Instruction:
Your task is to extract every entry that follows word for word while excluding the pictures.

Records:

|---|

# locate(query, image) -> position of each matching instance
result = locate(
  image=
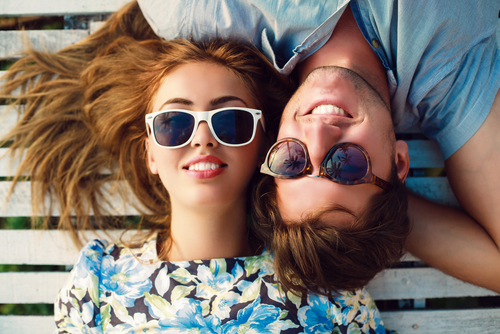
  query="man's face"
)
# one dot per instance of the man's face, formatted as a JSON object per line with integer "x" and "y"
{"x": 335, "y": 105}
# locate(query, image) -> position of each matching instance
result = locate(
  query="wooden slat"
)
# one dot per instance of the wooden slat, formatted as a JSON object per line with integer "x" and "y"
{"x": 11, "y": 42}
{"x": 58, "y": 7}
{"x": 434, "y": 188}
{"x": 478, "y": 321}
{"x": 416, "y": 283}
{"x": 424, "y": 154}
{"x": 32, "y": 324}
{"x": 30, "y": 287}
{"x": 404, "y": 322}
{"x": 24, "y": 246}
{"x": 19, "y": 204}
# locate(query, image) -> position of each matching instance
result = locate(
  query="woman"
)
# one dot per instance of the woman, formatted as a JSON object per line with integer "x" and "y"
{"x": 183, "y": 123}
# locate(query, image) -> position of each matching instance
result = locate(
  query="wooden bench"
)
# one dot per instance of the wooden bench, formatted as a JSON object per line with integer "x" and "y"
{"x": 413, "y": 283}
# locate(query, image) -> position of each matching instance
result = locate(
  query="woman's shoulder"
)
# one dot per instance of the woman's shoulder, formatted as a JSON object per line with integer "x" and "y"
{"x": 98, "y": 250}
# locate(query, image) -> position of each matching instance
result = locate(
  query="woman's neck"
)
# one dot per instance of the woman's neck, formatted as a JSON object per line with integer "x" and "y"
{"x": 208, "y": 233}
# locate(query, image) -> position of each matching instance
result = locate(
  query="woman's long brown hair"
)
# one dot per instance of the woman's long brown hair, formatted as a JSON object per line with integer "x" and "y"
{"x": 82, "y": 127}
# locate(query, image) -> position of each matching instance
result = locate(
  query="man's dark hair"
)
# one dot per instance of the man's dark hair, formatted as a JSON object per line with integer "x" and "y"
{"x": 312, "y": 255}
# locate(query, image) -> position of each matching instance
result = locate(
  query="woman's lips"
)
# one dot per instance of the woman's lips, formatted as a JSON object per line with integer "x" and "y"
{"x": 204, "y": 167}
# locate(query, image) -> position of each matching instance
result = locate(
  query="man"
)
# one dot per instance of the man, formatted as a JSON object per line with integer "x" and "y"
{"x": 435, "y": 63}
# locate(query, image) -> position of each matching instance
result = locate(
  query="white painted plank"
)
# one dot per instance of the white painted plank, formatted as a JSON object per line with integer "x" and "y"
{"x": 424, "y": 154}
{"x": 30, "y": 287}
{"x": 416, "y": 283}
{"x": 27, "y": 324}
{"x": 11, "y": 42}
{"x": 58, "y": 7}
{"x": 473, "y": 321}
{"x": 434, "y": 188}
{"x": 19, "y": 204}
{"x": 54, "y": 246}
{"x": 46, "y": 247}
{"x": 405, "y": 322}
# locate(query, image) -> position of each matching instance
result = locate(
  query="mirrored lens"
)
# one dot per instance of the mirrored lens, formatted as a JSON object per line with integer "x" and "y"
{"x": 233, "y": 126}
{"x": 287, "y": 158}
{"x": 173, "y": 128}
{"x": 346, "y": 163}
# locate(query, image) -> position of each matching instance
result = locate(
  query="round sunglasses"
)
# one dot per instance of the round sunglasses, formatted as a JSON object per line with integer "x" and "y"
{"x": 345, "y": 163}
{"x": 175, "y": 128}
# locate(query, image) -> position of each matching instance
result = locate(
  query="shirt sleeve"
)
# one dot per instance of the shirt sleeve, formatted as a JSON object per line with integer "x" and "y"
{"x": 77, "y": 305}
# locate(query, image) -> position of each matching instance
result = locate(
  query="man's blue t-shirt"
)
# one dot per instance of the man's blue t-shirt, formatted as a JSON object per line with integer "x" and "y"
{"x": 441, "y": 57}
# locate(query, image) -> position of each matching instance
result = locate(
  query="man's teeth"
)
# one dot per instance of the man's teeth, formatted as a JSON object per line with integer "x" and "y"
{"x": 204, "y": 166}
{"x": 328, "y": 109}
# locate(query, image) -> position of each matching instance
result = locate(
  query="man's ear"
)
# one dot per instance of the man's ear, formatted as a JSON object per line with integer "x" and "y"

|---|

Task output:
# locate(query, image) -> position of each matching instance
result = locate(
  image=
  query="man's face"
)
# one dot per instance of the man's face, formatted as a JSON object per line with integer "x" and "y"
{"x": 335, "y": 105}
# locate(query, image) -> position of each matching instance
result = locate(
  query="wooden slat"
)
# one dot per instance of the wooden slat, formatted as a JSON object per line with integer "x" and "y"
{"x": 11, "y": 42}
{"x": 58, "y": 7}
{"x": 434, "y": 188}
{"x": 478, "y": 321}
{"x": 416, "y": 283}
{"x": 424, "y": 154}
{"x": 32, "y": 324}
{"x": 30, "y": 287}
{"x": 404, "y": 322}
{"x": 24, "y": 246}
{"x": 19, "y": 204}
# locate(query, image) -> position of each matching instance
result = locate(
  query="woman"
)
# one dot per instance of the woman, formatted as a JSON object per line with integer "x" and "y"
{"x": 183, "y": 123}
# locate(query, image) -> position of each matching instance
result = locate(
  query="wooden bench"
)
# one dot per instance of the wooden bench, formatted as a JSON object per line with integer "x" and "y"
{"x": 413, "y": 283}
# locate(query, image) -> position of each matching instance
result = locate(
  query="woman's shoulder"
)
# one dot per instance of the woman's shoulder, formatted as a JSON object per line with integer "x" and "y"
{"x": 98, "y": 250}
# locate(query, image) -> position of each matching instance
result = locate(
  query="woman's neck"
)
# one dot per instance of the woman's neck, formatted as a JSON object per line with integer "x" and "y"
{"x": 208, "y": 233}
# locate(query, image) -> position of each matching instance
result = locate(
  query="woman's long brown hair"
)
# one dot per instance of the woman's long brown hair, formatted as a JSON object per line with integer "x" and "y"
{"x": 82, "y": 127}
# locate(query, image) -> position of each matching instance
result = locate(
  query="man's dark hair"
)
# one dot per instance of the man's dark hair, formatted as a JSON object per line with integer "x" and "y"
{"x": 312, "y": 255}
# locate(query, image) -> position of each matching instance
result = locate(
  query="woman's lips"
)
# one dot per instance of the woman's lips, formatted as a JSON object per line with integer "x" and "y"
{"x": 204, "y": 167}
# locate(query, image) -> position of each matching instance
result = locate(
  query="man"
)
# one dot per instance of the man, formatted as a JSON object per line with integer "x" and "y"
{"x": 435, "y": 63}
# locate(query, image) -> position of each matching instance
result = locate(
  query="white painted plank"
)
# one dot per instance of the white painted plank, formatted as a JSON object per line with integer "x" and "y"
{"x": 424, "y": 154}
{"x": 30, "y": 287}
{"x": 416, "y": 283}
{"x": 27, "y": 324}
{"x": 11, "y": 42}
{"x": 58, "y": 7}
{"x": 473, "y": 321}
{"x": 434, "y": 188}
{"x": 19, "y": 204}
{"x": 54, "y": 246}
{"x": 46, "y": 247}
{"x": 405, "y": 322}
# locate(query, image) -> position of each matching instance
result = locate(
  query="mirrored lens"
)
# one dot per instance of the mirrored lens, formatted as a JSON object per line with integer "x" and "y"
{"x": 233, "y": 126}
{"x": 287, "y": 158}
{"x": 173, "y": 128}
{"x": 346, "y": 163}
# locate(query, image) -> position of each matching instance
result = locate(
  query="round sunglasses"
)
# one dot per instance of the round sunglasses, formatted as a JSON object per line with integer "x" and "y"
{"x": 345, "y": 163}
{"x": 175, "y": 128}
# locate(query, image) -> position of each matching instance
result = locate(
  query="shirt sleeve"
)
# one dot per instance of the shirt sleeve, formatted as a JSON object per line with integer "x" and "y"
{"x": 77, "y": 305}
# locate(query, image) -> position of each matching instance
result = locate(
  query="man's blue t-shirt"
)
# one dot per instance of the man's blue t-shirt, formatted as a JSON object per line with integer "x" and "y"
{"x": 441, "y": 57}
# locate(query, image) -> position of each matching instance
result = locate(
  query="man's teeth"
)
# one dot per instance of the man's teeth, formatted as a JSON object per line with integer "x" and "y"
{"x": 204, "y": 166}
{"x": 328, "y": 109}
# locate(query, image) -> position of each matching instance
result = locate(
  query="man's ear"
)
# one dot per instance of the man's ear, formatted as a JSON object per line with integer "x" and "y"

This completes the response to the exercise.